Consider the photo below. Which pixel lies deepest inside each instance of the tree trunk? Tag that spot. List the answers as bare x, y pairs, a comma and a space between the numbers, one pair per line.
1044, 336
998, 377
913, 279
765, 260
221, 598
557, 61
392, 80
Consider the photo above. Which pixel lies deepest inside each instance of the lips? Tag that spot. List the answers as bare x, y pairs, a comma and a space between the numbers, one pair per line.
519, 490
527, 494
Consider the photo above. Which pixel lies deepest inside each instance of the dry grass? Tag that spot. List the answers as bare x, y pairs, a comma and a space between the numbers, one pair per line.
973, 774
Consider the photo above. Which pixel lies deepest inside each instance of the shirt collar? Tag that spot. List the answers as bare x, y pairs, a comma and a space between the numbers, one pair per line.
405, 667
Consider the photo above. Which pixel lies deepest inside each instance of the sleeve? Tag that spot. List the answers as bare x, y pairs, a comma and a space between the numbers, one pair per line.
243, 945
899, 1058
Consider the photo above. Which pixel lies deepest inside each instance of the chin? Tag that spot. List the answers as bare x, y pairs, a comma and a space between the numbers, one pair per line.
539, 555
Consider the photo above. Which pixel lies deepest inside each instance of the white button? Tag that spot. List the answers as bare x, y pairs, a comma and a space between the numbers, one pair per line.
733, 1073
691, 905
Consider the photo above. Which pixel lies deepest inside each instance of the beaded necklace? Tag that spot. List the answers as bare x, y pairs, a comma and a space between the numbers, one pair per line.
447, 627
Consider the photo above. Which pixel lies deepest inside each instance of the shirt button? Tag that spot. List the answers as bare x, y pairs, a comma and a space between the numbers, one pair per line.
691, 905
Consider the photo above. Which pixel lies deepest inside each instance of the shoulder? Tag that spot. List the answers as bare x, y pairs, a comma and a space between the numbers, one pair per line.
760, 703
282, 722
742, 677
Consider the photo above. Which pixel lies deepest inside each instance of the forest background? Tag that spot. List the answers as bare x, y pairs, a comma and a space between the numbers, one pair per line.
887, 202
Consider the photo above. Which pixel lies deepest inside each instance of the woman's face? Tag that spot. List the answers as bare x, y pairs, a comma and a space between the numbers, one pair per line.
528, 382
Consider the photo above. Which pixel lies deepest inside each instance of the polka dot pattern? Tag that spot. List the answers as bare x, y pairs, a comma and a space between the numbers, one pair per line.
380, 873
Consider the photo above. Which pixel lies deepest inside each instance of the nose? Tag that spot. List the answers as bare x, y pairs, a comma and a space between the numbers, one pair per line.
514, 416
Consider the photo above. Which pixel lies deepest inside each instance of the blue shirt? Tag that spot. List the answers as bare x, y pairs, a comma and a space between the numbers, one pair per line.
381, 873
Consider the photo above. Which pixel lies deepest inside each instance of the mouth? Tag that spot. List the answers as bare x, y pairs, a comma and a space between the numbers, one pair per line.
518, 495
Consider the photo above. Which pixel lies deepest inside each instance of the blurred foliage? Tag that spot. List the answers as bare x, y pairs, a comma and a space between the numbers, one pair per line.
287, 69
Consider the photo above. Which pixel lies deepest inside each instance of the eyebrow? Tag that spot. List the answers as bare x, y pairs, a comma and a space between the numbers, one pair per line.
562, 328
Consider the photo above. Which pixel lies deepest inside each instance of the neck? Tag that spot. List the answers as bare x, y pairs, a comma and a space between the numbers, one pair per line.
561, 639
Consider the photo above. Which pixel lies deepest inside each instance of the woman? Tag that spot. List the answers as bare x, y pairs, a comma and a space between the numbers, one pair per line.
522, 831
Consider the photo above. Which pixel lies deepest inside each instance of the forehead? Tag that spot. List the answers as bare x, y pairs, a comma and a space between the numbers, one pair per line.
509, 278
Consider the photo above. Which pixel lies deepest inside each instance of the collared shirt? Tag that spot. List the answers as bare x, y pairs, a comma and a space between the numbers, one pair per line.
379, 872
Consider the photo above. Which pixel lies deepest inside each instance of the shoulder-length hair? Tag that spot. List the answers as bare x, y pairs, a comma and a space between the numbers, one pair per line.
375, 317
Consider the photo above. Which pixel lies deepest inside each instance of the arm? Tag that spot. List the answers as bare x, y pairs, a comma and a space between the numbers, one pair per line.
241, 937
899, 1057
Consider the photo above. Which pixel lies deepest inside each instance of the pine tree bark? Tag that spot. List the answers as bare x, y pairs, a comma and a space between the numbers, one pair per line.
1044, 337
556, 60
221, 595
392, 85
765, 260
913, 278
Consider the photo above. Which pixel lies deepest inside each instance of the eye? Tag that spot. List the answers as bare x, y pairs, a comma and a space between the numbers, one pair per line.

########################################

Word for word, write out all of the data above.

• SOLUTION TO THIS EXERCISE
Consider the photo below. Which pixel lies deepest inside each instance of the tree trunk? Tag that spot. List the answers as bare x, y pairs, a comma and a space between the numbers, one pair per line.
1044, 336
998, 377
913, 279
765, 260
221, 598
557, 61
392, 80
Consider the photo above. Which pixel lies deepest inside each instance of the lips? Tag that spot. List the answers as bare x, y pairs, a comma and a space between the numbers, one pair per line.
519, 490
527, 494
Consider the photo above. Which pixel lies deepest inside each instance of the dry grass? Tag that spot. List the answers as bare x, y pairs, a comma and a space between the numbers, one pair per line.
973, 774
Consider the photo above. Which pixel lies deepest inside each instance of the shirt collar? Tag that spot. List the answers as bare x, y pairs, a comma and a space between the numbers, one pair per line.
405, 667
Consider the photo above. Which pixel lies deepest inside each instance of the sleeve? Tag that spot. List the answers as bare x, y pairs, a comma and a space between the numbers, one pair per line.
243, 945
899, 1058
Consider the photo above. Which pixel lies deepest inside each instance of the chin? Tag that spot. List the answers as bare x, y pairs, a comma and a space between the numbers, one pair per line.
539, 555
Consider the photo above. Which pixel lies deepest inside each instance of the white button? Tag that spot. List the answers as bare x, y pairs, a comma and a space between the numbers, one pair per line.
733, 1073
691, 905
Consider the photo above. Which pixel lies deepest inside each instance of the beaded necklace? Tag that spot. List the answers as bare x, y pairs, a comma and a space between the numbers, one pair per line.
447, 627
Consider the photo above. Which pixel lies deepest inside each instance of the shirt button? Tag that spot. List the answers as bare x, y pairs, a comma and a space between the numbers, one pair per line.
691, 905
Consider the photo above. Which pixel lies deepest inside each instance of the shoulder? Tag that spot. List the answers as bare x, y pairs, a comma and a space between the numbers, one pair per line.
760, 703
282, 722
742, 677
Consider the photo above. Which pixel lies deepest inside each instance of the forest background? Tag that spot. List the answers as bare x, y pairs, a comma and a space between the numbers, one pair per line.
887, 202
Consider the photo above. Which pixel lies deepest inside each instance of the woman's face? Tag that spot. List the answers as bare x, y pairs, a comma and a space between the numbers, one pair per line.
528, 382
Consider the photo above. Which pixel lies deepest inside each instance of the polka dot pattern? Tag that spot. List the answers as bare x, y pairs, a comma and a space between the numbers, one pair per line.
380, 873
Consider the photo above. Which pixel lies deepest inside each instance of the nose? Tag that spot. List the answers as bare x, y pairs, a comma and a space between the numbers, one pair per line.
514, 416
Consider the photo above. Which pixel lies deepest inside each instance of the blue shirt? Tag that spot. List the answers as bare x, y pairs, a comma and a space between the numbers, one pair per line.
381, 873
Consider the photo above. Which pixel lies deepest inside each instance of the mouth? Tag that spot. List the answers as bare x, y pairs, a comma and a space between the numbers, one pair per line.
518, 495
Consider the photo above. Which pixel lies deepest inside each instance of the blurred foliage? Tag that spot. List the answers as bare x, y pairs, a comma and a space between the numbers, one pair per line.
287, 69
Consider the photo above. Which pixel lies deepest inside each instance of the eyebrow? Tag that spot. List the answers as bare x, y pairs, a comma and a space between the numbers, one pair per line.
562, 328
Consider the photo above. Which pixel lies deepest inside each instance of the neck? Tag that spot. List the answers as bare x, y pairs, a comma and a space between the numbers, one pair per line.
561, 639
Consider the photo above. Which pixel lies deepest inside each instance of the woman? Tag that spot. List the answers as bare x, y pairs, a comma and a space between the numbers, one pair per line.
522, 831
Consider the photo above. Which pixel lies deepest inside each instance of the forehead? Tag that spot. List the answers as bare x, y pairs, a comma and a space between the numbers, one pair per line.
509, 278
Consider the photo above. Which pixel lies deepest inside each instance of the collared shirt? Tag that spot. List the answers as bare x, y pairs, a comma and a space between the numbers, one pair per line.
379, 872
Consider the photo above. Which pixel lies deepest inside each instance of the shoulder-length hair? Tag that spot. List the answers as bare x, y pairs, a comma and a space between the numbers, one pair per line.
375, 317
Consider the photo above. Which pixel lies deepest inside each instance of the arm? Tag that spot. List the answers as bare x, y pairs, a comma and a space between the numbers, one pair per line.
241, 937
899, 1057
Consider the photo above. Which pixel lies deepest inside each instance of the pine tree bark? Tag that spot. List the answers as bare x, y pairs, a comma and a space between the numbers, one pair per line.
1044, 337
556, 60
221, 595
392, 85
765, 260
913, 278
Consider the photo above. Which pixel lies deepest inside each instance of the eye? Tag that spot. List the answers as bare x, y pairs, a comma and a space between the numbers, one pair per line.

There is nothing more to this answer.